Start of Records for processing

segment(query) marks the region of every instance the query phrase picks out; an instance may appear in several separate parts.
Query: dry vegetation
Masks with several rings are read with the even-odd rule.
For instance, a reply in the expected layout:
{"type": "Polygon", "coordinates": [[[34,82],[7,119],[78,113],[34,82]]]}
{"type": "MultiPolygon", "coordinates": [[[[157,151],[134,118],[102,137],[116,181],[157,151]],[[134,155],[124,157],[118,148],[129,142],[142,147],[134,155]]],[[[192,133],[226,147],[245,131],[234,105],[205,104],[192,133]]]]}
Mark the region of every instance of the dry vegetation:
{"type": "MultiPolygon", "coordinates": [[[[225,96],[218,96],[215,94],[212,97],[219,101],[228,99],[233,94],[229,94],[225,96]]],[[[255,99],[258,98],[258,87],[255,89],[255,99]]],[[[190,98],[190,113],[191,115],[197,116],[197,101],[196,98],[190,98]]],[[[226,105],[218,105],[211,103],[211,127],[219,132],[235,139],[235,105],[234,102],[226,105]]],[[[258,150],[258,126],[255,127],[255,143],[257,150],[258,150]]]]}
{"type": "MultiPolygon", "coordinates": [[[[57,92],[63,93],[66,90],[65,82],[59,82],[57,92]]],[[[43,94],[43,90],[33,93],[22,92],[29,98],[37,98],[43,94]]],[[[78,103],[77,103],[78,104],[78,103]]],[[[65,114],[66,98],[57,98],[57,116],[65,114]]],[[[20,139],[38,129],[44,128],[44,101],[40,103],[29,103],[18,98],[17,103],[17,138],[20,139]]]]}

End of Records for processing

Arrange every line of the entries above as a Markdown table with the columns "Row" and "Line", numbering rows in order and omitting blank lines.

Response to this task
| Row | Line |
|---|---|
| 1 | segment(query) marks the region of every instance the query phrase picks out; an instance may appear in several separate parts. |
| 2 | Query: dry vegetation |
| 3 | Masks with several rings are read with the even-odd rule. |
| 4 | For instance, a reply in the expected layout: |
| 5 | {"type": "Polygon", "coordinates": [[[34,82],[7,119],[78,113],[34,82]]]} |
| 6 | {"type": "MultiPolygon", "coordinates": [[[[157,151],[134,118],[102,137],[116,181],[157,151]],[[134,155],[124,157],[118,148],[129,142],[142,147],[134,155]]],[[[192,133],[226,147],[245,131],[234,105],[205,104],[192,133]]]]} |
| 7 | Mark the region of every instance of the dry vegetation: |
| 8 | {"type": "MultiPolygon", "coordinates": [[[[225,96],[218,96],[215,94],[212,97],[219,101],[228,99],[233,94],[229,94],[225,96]]],[[[255,99],[258,98],[258,87],[255,89],[255,99]]],[[[190,98],[190,113],[191,115],[197,116],[197,101],[196,98],[190,98]]],[[[226,105],[218,105],[211,103],[211,127],[219,132],[235,139],[235,105],[234,102],[226,105]]],[[[258,150],[258,126],[255,127],[255,143],[257,150],[258,150]]]]} |
| 9 | {"type": "MultiPolygon", "coordinates": [[[[57,92],[63,93],[66,90],[65,82],[59,82],[57,92]]],[[[43,94],[43,90],[33,93],[22,92],[29,98],[37,98],[43,94]]],[[[78,103],[77,103],[78,104],[78,103]]],[[[65,114],[66,98],[57,98],[57,116],[65,114]]],[[[20,139],[38,129],[44,128],[44,101],[40,103],[29,103],[18,98],[17,103],[17,138],[20,139]]]]} |